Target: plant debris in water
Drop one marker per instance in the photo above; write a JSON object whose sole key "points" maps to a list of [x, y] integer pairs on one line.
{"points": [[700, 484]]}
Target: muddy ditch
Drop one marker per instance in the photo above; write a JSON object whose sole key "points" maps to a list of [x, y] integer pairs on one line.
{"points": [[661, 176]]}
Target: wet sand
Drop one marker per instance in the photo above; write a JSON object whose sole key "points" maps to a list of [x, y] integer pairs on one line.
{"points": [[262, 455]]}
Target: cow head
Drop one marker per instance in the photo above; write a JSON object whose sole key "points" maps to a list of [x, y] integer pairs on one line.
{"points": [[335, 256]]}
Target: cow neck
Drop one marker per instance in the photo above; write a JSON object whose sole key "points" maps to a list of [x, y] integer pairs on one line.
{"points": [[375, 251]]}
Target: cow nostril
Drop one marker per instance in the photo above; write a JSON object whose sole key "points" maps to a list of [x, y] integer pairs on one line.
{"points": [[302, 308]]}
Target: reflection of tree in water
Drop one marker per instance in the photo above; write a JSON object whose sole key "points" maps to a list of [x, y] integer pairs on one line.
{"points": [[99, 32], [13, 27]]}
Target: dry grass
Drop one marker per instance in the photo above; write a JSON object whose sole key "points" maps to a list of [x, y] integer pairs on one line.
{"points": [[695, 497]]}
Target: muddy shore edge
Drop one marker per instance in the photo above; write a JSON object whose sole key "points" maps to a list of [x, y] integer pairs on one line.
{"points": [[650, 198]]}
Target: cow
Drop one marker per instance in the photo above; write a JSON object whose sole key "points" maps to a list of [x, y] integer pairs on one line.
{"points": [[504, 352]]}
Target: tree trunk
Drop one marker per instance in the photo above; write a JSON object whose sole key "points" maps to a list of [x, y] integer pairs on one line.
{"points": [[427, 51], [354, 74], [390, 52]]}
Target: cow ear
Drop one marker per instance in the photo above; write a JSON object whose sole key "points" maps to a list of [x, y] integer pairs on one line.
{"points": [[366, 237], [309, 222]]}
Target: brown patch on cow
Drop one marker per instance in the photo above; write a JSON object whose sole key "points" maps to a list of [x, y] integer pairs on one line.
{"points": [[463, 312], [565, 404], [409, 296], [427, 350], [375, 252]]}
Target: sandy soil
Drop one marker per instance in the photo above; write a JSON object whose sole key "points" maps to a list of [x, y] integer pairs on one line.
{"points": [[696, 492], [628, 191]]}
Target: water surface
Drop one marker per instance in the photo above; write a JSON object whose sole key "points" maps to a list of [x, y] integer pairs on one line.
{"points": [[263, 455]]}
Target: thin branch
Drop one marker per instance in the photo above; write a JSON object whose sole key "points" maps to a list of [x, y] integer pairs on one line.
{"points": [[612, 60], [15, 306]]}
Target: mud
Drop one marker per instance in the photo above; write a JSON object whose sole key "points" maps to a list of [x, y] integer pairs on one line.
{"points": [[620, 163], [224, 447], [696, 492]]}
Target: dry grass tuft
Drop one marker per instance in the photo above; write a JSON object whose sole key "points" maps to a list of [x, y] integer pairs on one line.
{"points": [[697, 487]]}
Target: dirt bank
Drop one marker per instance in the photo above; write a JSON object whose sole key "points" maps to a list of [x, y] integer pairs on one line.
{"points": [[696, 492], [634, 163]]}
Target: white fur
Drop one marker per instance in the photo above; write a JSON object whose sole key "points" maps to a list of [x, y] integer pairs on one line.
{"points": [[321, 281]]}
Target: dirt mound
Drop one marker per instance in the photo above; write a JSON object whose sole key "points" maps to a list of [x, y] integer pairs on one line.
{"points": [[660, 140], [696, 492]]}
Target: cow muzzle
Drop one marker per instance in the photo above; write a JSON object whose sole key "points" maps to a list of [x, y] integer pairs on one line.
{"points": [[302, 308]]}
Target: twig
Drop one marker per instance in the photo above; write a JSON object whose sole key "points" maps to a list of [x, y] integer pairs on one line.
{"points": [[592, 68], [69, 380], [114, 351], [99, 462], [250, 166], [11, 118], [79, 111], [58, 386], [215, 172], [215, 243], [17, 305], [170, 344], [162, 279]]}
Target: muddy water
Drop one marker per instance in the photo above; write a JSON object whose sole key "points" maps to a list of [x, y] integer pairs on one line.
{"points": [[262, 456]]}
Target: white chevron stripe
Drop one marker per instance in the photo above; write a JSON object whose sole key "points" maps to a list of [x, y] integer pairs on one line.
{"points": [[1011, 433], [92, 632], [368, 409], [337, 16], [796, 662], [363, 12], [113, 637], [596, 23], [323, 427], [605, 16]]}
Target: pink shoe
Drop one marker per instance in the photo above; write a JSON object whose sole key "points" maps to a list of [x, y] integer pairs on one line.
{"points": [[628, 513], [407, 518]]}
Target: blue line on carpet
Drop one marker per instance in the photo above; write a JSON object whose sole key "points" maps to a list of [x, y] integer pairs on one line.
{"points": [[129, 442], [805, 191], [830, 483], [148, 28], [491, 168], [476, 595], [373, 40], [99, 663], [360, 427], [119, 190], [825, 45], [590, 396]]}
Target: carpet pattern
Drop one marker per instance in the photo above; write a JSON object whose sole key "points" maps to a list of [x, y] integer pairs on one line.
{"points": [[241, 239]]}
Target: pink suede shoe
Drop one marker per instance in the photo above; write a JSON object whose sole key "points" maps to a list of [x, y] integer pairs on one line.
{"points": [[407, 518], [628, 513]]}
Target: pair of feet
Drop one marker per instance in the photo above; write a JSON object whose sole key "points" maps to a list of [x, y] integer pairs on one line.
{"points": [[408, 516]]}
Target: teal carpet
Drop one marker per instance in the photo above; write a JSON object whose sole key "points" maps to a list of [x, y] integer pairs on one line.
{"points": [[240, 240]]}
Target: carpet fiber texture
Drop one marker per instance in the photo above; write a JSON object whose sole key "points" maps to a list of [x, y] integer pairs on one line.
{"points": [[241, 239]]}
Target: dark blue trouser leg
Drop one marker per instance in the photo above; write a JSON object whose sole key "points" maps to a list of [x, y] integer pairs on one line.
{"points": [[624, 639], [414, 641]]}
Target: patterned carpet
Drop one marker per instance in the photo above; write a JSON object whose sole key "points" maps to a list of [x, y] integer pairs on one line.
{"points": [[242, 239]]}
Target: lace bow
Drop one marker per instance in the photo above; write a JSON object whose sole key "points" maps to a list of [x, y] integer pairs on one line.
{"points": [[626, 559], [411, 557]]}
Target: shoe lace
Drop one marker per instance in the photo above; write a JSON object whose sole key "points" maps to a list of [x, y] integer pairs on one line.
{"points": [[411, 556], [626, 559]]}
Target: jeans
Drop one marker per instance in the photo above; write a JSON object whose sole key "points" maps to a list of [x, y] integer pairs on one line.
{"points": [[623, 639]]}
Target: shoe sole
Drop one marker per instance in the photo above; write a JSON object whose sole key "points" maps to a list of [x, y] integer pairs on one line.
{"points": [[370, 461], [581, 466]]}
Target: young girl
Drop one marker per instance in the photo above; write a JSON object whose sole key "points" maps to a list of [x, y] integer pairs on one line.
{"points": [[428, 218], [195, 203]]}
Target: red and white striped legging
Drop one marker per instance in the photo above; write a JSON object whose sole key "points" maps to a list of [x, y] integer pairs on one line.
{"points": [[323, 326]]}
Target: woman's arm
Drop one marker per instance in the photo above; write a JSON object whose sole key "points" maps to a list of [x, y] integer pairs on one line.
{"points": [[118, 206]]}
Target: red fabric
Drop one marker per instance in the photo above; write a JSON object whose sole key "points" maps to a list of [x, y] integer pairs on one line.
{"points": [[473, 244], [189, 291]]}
□ □ □ □
Your instructions: Please render all of the records above as a two-column CSV with the header record_text,record_answer and one row per record. Each row holds the record's text and its answer, each in a single quoted field with line breaks turned into spaces.

Task response:
record_text,record_answer
"Target: plant debris in water Drop one marker per instance in the photo above; write a JSON object whose sole key ""points"" maps to a list of [x, y] integer pairs on one line.","{""points"": [[700, 484]]}"
"Target: muddy ditch Drop one marker per instance in the photo above; write a JSON object whose sole key ""points"" maps to a list of [x, y] integer pairs on one line.","{""points"": [[661, 176]]}"
"Target: wet sand Drop one marker per instance in the photo above; write a JSON object whose sole key ""points"" maps to a list of [x, y] integer pairs on one line.","{""points"": [[262, 455]]}"
"Target: cow head Drop one marker per instance in the photo above; write a JSON object whose sole key ""points"" maps to a list of [x, y] integer pairs on one line.","{""points"": [[335, 256]]}"
"Target: cow neck Drop one marker per instance in the photo above; write a JSON object whose sole key ""points"" maps to a list of [x, y] integer pairs on one line.","{""points"": [[375, 251]]}"
"Target: cow nostril Drop one marker per instance in the photo above; write a JSON object whose sole key ""points"" maps to a list of [x, y] integer pairs on one line.","{""points"": [[302, 308]]}"
"Target: reflection of tree in water Drop one marker per instance in the photo above; write a JSON object whose sole key ""points"" maps to a list of [x, y] integer pairs on one line.","{""points"": [[99, 32], [13, 27]]}"
"Target: dry grass Drop one marker per instance in the photo above; write a JSON object whose sole key ""points"" maps to a list of [x, y] integer pairs on one line.","{""points"": [[695, 497]]}"
"Target: muddy shore edge Drop one marker per instance in the photo above; write a JSON object whose sole key ""points"" maps to a list of [x, y] integer pairs on one line.","{""points"": [[650, 198]]}"
"Target: cow Drop one marker per instance in the photo above; write a JSON object whose sole key ""points"" maps to a list of [x, y] integer pairs on one line.","{""points"": [[504, 352]]}"
"Target: tree trunk Drop one marker per instance in the photo above; write a JSON object whose sole key ""points"" maps to a list of [x, y] integer pairs on one line.","{""points"": [[427, 51], [354, 74], [390, 52]]}"
"Target: cow ear Drop one marker per instance in the photo above; write a JSON object whose sole key ""points"" maps to a list of [x, y] integer pairs on one line.","{""points"": [[366, 237], [309, 222]]}"
"Target: brown patch on cow Drop one marker per instance in the photo above; write a JSON object whose sole key ""points"" maps to a list of [x, y] integer pairs on one line.","{""points"": [[463, 312], [565, 404], [409, 296], [427, 350], [375, 252]]}"
"Target: sandy soil Drop one marker per instance in the photo above; write a JSON object whose sole key ""points"" maps to a list of [x, y] integer pairs on one line.","{""points"": [[696, 492], [628, 191]]}"
"Target: water surface Drop one marker per instance in the photo above; write a JSON object whose sole key ""points"" maps to a list of [x, y] integer pairs on one line.","{""points"": [[263, 455]]}"
"Target: thin branch Drop one marker per instance in the photo above; write a JSON object whose sole key ""points"" maps to a list of [x, y] integer pairs on one line.","{""points"": [[612, 60], [15, 306]]}"
"Target: mud Drop one marker per instance in the photo above; write a JSON object whose sole key ""points"" maps to a list of [x, y] integer pairs on one line.","{""points"": [[620, 163], [224, 447], [696, 492]]}"
"Target: dry grass tuft Drop one marker per instance in the photo above; write a JSON object whose sole key ""points"" maps to a list of [x, y] integer pairs on one line.","{""points"": [[697, 487]]}"
"Target: dirt bank Drop one marker per instance in the photo above; write a JSON object whose sole key ""points"" maps to a list of [x, y] integer pairs on one line.","{""points"": [[696, 492], [634, 163]]}"
"Target: white fur Drop one marker per instance in the photo above; write a JSON object whose sole key ""points"" maps to a list of [x, y] integer pairs on one line.","{""points"": [[321, 281]]}"
"Target: dirt mound Drop one marker per instance in the photo above; write a JSON object whose sole key ""points"" maps to a list of [x, y] integer pairs on one line.","{""points"": [[660, 140], [696, 492]]}"
"Target: cow muzzle Drop one marker per instance in the photo above; write a JSON object whose sole key ""points"" maps to a list of [x, y] integer pairs on one line.","{""points"": [[302, 308]]}"
"Target: twig Drop one marker per instance in the photo above; write a JSON object whose sole key ""points"" maps to a list of [x, y] integer pairs on one line.","{""points"": [[592, 68], [69, 380], [114, 351], [99, 462], [250, 166], [11, 118], [79, 111], [58, 386], [215, 172], [215, 243], [17, 305], [170, 344], [162, 279]]}"
"Target: muddy water Drop one marker per instance in the photo above; write a JSON object whose sole key ""points"" maps to a list of [x, y] integer pairs on one line.","{""points"": [[262, 456]]}"
"Target: white chevron stripe Drop one marker per instance in the photo above; write a JSON object whose sole key ""points"" maps to a list of [x, y] integer pairs on one line.","{""points"": [[1011, 433], [92, 632], [368, 409], [337, 16], [796, 662], [363, 12], [113, 637], [596, 23], [323, 427], [605, 16]]}"
"Target: pink shoe Drop one marker per instance in the photo above; write a JSON object whose sole key ""points"" maps to a list of [x, y] integer pairs on one line.","{""points"": [[628, 513], [407, 518]]}"
"Target: blue line on carpet Drop one marker per instance in the photo above; write a JSON object whose sole key ""points"" maps to a list of [x, y] integer pairs on one line.","{""points"": [[129, 442], [805, 191], [830, 483], [148, 28], [491, 168], [476, 595], [373, 40], [99, 663], [360, 427], [119, 190], [825, 45], [590, 396]]}"
"Target: carpet pattern Drop one marker per instance in the photo above; write a JSON object whose sole key ""points"" maps to a list of [x, y] integer pairs on one line.","{""points"": [[241, 239]]}"
"Target: pink suede shoe Drop one marker per instance in the photo above; write a JSON object whose sole key ""points"" maps to a list of [x, y] integer pairs on one line.","{""points"": [[407, 518], [628, 513]]}"
"Target: pair of feet Drop one marker per instance in the photo above; write a JSON object whose sole key ""points"" maps to a list of [x, y] integer pairs on one line.","{""points"": [[408, 516]]}"
"Target: teal carpet Drop one marker per instance in the photo above; write a JSON object whose sole key ""points"" maps to a list of [x, y] integer pairs on one line.","{""points"": [[240, 240]]}"
"Target: carpet fiber texture Drop one marker per instance in the photo above; write a JSON object whose sole key ""points"" maps to a list of [x, y] integer pairs on one line.","{""points"": [[241, 239]]}"
"Target: dark blue trouser leg Drop one marker per instance in the photo above; write a JSON object whose sole key ""points"" maps to a list of [x, y] integer pairs on one line.","{""points"": [[624, 639], [414, 641]]}"
"Target: patterned carpet Drop one marker per instance in the photo above; write a JSON object whose sole key ""points"" maps to a list of [x, y] integer pairs on one line.","{""points"": [[242, 239]]}"
"Target: lace bow Drop one marker per instance in the photo above; write a JSON object whose sole key ""points"" maps to a list of [x, y] integer pairs on one line.","{""points"": [[626, 559], [411, 557]]}"
"Target: shoe lace Drop one marker per instance in the photo above; write a JSON object whose sole key ""points"" maps to a list of [x, y] integer pairs on one line.","{""points"": [[411, 556], [626, 559]]}"
"Target: jeans Drop one marker per instance in the photo above; write a JSON object whose sole key ""points"" maps to a list of [x, y] integer pairs on one line.","{""points"": [[623, 639]]}"
"Target: shoe sole Drop one marker per instance in the photo above; write a JSON object whose sole key ""points"" maps to a list of [x, y] integer pairs on one line.","{""points"": [[370, 461], [581, 466]]}"
"Target: young girl Drop one marker per instance in the photo above; write a JSON object whose sole key ""points"" maps to a list of [x, y] integer pairs on one line.","{""points"": [[428, 218], [195, 203]]}"
"Target: red and white striped legging Drop one marker per instance in the photo above; write a JSON object whose sole key ""points"" maps to a list of [x, y] integer pairs on one line.","{""points"": [[323, 326]]}"
"Target: woman's arm Drop one marker per instance in the photo above; write a JSON object whose sole key ""points"" maps to a list of [x, y] integer pairs on one line.","{""points"": [[118, 206]]}"
"Target: red fabric Drop one marker per instance in the photo above; write a JSON object whose sole key ""points"" maps to a list of [x, y] integer pairs on one line.","{""points"": [[473, 244], [189, 291]]}"